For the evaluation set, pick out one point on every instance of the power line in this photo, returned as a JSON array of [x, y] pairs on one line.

==

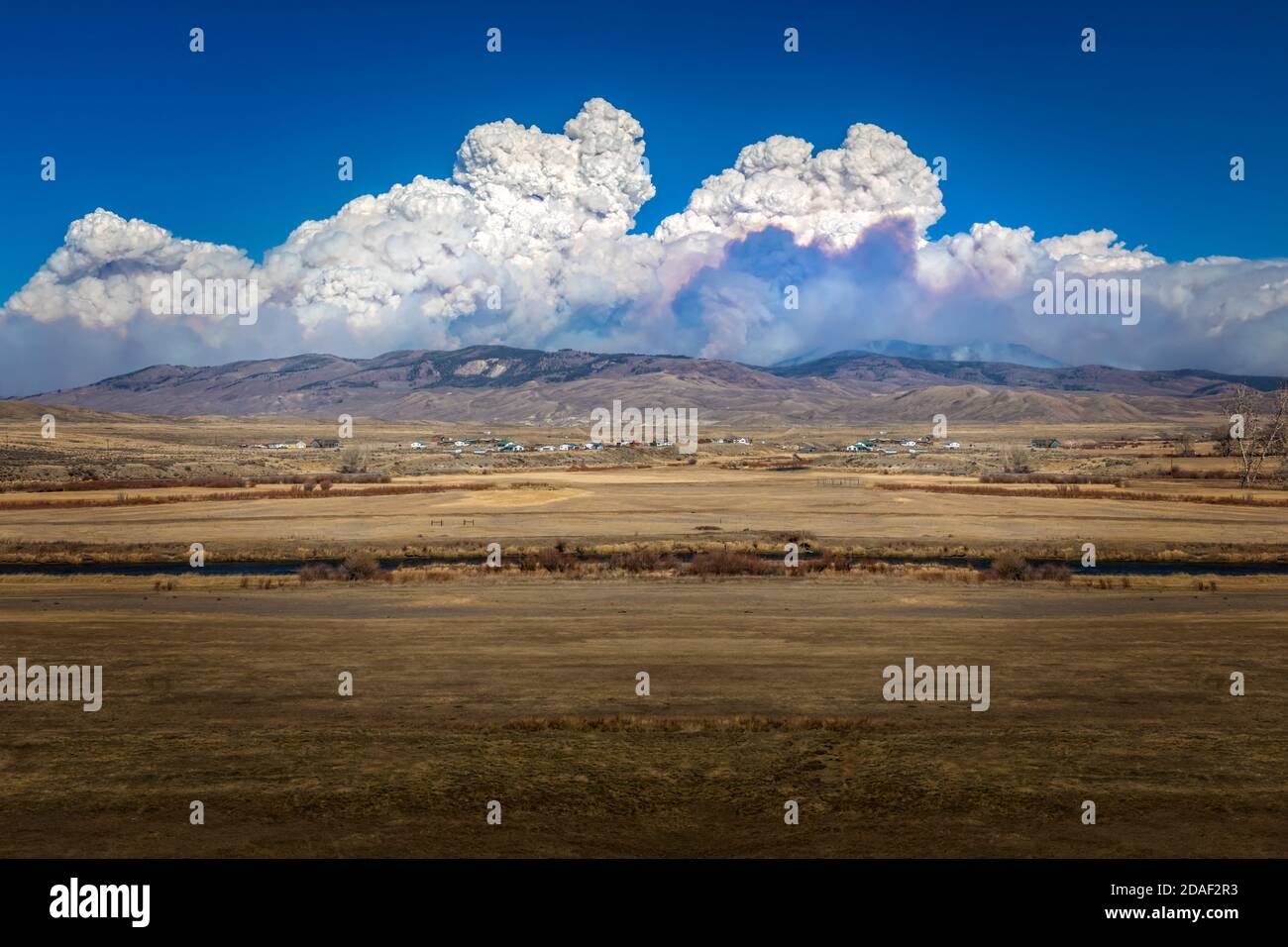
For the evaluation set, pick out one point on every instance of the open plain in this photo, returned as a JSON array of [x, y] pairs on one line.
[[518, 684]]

==

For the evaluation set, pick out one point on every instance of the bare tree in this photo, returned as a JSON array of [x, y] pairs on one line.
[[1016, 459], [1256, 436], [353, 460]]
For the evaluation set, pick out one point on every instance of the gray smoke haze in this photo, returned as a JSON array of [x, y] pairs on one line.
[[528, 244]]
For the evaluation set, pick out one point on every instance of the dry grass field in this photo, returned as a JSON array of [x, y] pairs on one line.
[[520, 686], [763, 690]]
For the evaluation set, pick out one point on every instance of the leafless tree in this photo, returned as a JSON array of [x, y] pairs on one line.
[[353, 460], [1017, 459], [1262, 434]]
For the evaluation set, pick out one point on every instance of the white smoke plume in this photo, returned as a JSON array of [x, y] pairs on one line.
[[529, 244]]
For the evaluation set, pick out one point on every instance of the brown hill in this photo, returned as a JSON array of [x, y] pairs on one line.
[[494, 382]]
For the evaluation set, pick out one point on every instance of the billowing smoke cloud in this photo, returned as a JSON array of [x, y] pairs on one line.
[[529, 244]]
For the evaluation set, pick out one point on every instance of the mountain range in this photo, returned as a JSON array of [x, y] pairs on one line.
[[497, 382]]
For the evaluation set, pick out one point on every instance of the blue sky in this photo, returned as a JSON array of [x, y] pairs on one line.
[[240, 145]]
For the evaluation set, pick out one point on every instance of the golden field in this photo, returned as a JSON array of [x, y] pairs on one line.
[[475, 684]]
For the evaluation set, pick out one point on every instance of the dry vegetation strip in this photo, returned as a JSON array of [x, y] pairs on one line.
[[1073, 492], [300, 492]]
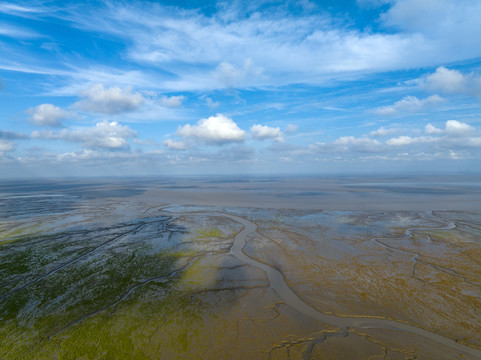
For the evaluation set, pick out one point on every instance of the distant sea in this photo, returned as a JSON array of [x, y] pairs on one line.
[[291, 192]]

WHAT TO WORK ON: Print the lines from the one containing "of the distant" through the one containing "[[291, 192]]", inclusive, exactly as they appear in the listing.

EXPECTED ANSWER:
For the evaluation set, pick out one point on every instance of the distant sea in this photo, returned as a JSON array of [x, y] pairs on one line.
[[291, 192]]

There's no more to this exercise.